- **Text under study**

Obscure Japanese Film #13
Cover of the Japanese DVD release (no English subtitles)
This crime mystery from Nikkatsu Studios concerns Ichiro Honda (Noboru Nakaya), a businessman who takes advantage of the travelling necessitated by his job to repeatedly cheat on his wife, Taneko (Masako Togawa), with a series of women he picks up for one night stands. He regards these women as his ‘prey’ and records the details of each conquest in his ‘hunter’s diary’, but when two of these women are murdered, he begins to wonder whether this could really be a coincidence or if somebody’s out to frame him.
Noboru Nakaya as Honda finds his next 'prey'
The film begins in documentary style with a lecture on how different blood types can be used to identify criminals, but it ends – surprisingly – with a song, and I found that this unexpected contrast gave the ending an emotional power it would otherwise have lacked. The director, Ko Nakahira, is only familiar in the West for his debut, Crazed Fruit, which saw him labelled as a member of the ‘new wave’ and helped to create the ‘sun tribe’ genre discussed in my last review (for Season of the Sun). He had previously worked as an assistant for Akira Kurosawa on Scandal (1949) and The Idiot (1951); the two filmmakers reportedly enjoyed a good relationship which continued for many years. Aside from Crazed Fruit, I have seen one other Nakahira film, the terrific Mikkai aka The Assignation / Secret Rendezvous (1959), a drama of infidelity with a truly shocking denouement. In The Hunter’s Diary, he uses a combination of real locations and studio work to have fun with a clever but implausible mystery. In 1967, Nakahira began travelling to Hong Kong to make films for the Shaw Brothers, including a remake of The Hunter’s Diary under the title Lie ren (aka Diary of a Ladykiller). He was dismissed from Nikkatsu in 1968 for drinking on the job while directing The Spiders’ Great Advance, a vehicle for Japanese Beatles clones The Spiders. Forced to go independent, his output dwindled and he managed to complete only six films in the 1970s before his premature death from cancer in 1978.
Honda appears to have been a rare starring role for actor Noboru Nakaya, although he played a couple of other leads for Nakahira around this time. Nakaya was married to Kyoko Kishida (star of The Woman in the Dunes), but in the film his character’s wife – an artist who paints bizarre pictures in the style of Dali – is played by Masako Togawa in her only major film role. Togawa was the author of the novel upon which the film was based and was also a well-known singer. She gives a strong performance in the film while Nakaya, though an able enough actor, is perhaps a little nondescript. Also notable among the cast are Shohei Imamura favourite Kazuo Kitamura as a genial lawyer and Yukiyo Toake, who is wonderfully expressive as his naïve assistant.
Kazuo Kitamura and Yukiyo Toake
There is much to enjoy here, so let’s hope that the film gains a wider audience and more of Ko Nakahira’s work surfaces outside Japan.
Seen in a 35mm print with English subtitles at the Institute of Contemporary Arts, London, on 6 February 2022.

- **Records**
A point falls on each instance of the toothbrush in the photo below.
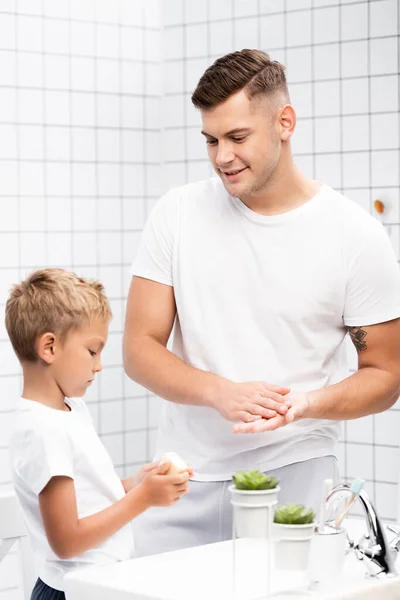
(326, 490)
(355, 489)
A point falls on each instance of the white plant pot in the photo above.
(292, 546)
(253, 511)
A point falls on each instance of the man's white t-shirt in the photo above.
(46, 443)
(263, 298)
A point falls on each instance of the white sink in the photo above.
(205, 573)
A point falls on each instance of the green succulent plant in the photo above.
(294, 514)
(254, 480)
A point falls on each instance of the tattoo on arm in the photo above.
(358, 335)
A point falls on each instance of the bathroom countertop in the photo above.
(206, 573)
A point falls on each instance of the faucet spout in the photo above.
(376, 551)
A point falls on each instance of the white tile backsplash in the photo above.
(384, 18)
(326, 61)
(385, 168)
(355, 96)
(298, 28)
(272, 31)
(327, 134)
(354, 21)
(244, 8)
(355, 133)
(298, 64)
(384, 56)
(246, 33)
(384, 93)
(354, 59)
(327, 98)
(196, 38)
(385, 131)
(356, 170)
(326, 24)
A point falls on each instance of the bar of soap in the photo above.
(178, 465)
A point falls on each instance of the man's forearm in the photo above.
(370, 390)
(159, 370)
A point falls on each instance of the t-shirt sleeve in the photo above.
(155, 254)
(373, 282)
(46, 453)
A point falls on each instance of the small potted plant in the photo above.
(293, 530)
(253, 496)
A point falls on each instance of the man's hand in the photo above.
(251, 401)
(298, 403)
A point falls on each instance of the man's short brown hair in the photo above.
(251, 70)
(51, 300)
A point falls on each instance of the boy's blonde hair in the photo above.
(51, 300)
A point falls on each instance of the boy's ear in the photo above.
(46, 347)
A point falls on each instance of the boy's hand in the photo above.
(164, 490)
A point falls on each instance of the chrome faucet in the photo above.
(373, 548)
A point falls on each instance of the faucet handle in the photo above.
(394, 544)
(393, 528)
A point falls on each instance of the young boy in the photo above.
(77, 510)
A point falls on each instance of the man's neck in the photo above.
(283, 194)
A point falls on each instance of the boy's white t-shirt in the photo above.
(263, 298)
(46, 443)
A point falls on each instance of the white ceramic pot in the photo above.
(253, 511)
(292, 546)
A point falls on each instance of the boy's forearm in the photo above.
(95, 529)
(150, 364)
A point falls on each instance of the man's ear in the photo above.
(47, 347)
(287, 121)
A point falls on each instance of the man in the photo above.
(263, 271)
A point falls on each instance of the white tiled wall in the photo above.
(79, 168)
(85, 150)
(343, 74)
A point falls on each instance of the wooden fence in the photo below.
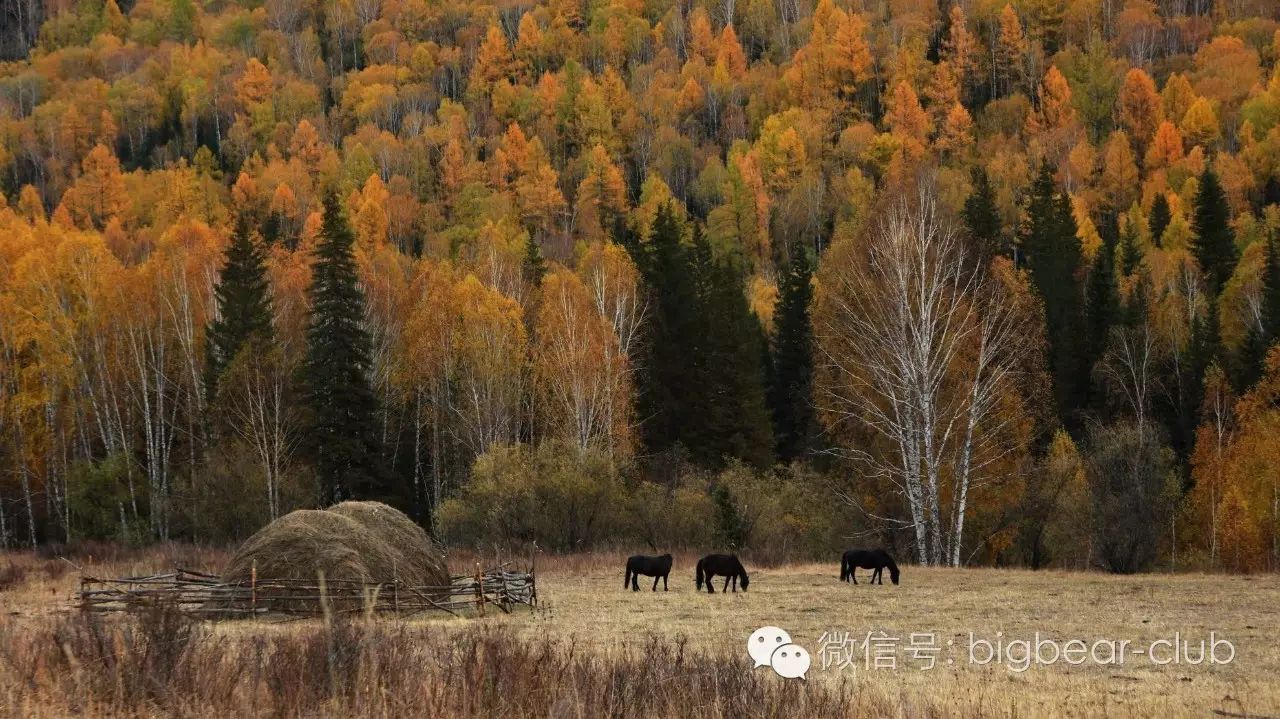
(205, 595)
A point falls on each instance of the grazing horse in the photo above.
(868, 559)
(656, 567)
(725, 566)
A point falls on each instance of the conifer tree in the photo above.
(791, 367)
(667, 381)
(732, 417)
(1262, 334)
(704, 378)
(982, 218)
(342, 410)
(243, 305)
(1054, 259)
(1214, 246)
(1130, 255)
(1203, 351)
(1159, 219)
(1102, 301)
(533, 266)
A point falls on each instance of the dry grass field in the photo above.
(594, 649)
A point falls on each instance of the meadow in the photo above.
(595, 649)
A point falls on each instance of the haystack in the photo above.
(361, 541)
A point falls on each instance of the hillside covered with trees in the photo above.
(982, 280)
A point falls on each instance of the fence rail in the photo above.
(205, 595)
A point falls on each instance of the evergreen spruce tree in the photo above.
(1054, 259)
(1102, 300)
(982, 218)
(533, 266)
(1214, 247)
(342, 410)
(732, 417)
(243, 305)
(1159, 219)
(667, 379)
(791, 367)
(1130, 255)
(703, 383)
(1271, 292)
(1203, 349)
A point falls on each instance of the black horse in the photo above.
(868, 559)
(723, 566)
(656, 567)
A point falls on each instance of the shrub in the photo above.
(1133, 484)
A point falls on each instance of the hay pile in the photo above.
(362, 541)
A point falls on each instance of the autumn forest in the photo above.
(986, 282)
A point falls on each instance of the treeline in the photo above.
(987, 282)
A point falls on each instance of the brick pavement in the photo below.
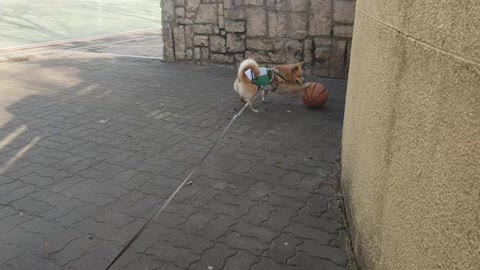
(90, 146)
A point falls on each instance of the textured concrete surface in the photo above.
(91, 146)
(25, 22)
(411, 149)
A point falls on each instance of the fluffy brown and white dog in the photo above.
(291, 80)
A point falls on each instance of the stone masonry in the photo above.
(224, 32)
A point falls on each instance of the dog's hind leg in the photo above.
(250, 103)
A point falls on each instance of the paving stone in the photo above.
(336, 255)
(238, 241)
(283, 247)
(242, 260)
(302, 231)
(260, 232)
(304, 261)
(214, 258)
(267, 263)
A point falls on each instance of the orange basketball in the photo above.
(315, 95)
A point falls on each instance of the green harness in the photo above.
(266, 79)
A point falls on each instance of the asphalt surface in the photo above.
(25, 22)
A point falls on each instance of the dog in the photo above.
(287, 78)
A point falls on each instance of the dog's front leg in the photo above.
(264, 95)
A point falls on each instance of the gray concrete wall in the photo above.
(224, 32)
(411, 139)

- **Task instructions**
**1.** Summarize the film review in two sentences.
**2.** Answer these from the film review:
(a) In what style does the film begin, and with what?
(b) Under what title did Nakahira remake The Hunter's Diary for the Shaw Brothers?
(c) Which actor plays the genial lawyer?

- **Results of the tasks**
**1.** The film review describes The Hunter's Diary, a Nikkatsu crime mystery in which businessman Ichiro Honda cheats on his wife with women whose conquests he records in a "hunter's diary," and begins to wonder whether he is being framed when two of them are murdered. It also traces director Ko Nakahira's career, from his debut Crazed Fruit to his dismissal from Nikkatsu in 1968 and his death from cancer in 1978, and notes that Masako Togawa, who plays Honda's wife, wrote the novel the film was based on.

**2.**
(a) It begins in documentary style, with a lecture on how different blood types can be used to identify criminals.
(b) He remade it as Lie ren, also known as Diary of a Ladykiller.
(c) Kazuo Kitamura plays the genial lawyer.